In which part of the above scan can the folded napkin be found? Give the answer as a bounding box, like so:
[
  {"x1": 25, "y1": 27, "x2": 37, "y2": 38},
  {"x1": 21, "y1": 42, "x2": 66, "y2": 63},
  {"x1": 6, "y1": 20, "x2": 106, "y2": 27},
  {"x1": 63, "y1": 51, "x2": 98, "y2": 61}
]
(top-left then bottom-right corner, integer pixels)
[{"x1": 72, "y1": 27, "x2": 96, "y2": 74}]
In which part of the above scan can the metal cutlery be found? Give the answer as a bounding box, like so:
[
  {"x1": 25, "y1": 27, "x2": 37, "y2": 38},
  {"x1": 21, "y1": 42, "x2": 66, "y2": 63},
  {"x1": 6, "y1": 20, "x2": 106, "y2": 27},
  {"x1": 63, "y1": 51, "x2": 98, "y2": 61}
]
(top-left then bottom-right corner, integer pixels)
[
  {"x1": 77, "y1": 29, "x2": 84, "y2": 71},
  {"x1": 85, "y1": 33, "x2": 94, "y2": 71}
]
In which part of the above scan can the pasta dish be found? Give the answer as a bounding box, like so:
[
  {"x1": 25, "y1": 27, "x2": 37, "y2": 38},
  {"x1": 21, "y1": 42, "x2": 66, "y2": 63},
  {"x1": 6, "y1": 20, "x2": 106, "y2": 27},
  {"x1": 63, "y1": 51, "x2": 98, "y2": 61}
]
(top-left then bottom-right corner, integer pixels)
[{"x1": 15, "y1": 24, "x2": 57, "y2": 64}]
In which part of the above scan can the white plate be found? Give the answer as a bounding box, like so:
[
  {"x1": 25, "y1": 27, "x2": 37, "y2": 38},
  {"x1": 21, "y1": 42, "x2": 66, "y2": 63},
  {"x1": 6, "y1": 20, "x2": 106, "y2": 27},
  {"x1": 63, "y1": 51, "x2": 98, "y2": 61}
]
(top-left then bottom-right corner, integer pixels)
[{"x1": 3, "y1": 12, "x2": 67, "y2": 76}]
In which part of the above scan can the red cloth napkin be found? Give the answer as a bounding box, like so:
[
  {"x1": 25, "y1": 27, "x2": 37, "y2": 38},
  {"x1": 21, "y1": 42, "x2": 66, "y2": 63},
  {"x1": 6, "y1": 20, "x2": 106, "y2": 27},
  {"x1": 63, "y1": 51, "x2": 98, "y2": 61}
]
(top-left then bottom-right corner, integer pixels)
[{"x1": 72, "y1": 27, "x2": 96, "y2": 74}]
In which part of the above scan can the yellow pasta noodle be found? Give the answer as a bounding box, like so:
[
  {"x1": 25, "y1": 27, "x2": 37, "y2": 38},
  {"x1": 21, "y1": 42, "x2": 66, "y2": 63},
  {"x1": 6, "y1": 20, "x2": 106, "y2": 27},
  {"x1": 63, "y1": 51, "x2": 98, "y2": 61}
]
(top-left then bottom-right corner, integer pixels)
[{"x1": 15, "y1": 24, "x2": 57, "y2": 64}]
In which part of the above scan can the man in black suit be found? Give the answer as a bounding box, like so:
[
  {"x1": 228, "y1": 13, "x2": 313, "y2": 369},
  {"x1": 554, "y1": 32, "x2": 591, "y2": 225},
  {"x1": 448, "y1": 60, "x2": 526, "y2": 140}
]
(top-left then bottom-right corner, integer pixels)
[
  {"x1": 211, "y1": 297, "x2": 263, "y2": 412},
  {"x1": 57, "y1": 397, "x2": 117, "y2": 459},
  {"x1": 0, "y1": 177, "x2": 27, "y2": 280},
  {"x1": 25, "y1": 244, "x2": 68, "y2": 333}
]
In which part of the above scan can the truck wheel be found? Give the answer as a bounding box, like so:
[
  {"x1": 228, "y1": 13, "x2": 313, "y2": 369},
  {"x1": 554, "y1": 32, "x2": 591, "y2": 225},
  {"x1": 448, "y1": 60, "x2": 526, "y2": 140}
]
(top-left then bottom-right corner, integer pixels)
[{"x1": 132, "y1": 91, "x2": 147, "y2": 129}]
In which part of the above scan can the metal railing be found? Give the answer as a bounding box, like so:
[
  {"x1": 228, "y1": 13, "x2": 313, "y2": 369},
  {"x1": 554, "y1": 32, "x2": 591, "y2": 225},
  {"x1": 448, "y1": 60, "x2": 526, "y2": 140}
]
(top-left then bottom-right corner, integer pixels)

Request:
Locate each line in the material above that contains the word "napkin" and copy every such line in full.

Full solution:
In which part of the above scan can the folded napkin be found? Give the answer as a bounding box, like so:
In which part of the above scan can the red cloth napkin be found? Give the answer as a bounding box, like so:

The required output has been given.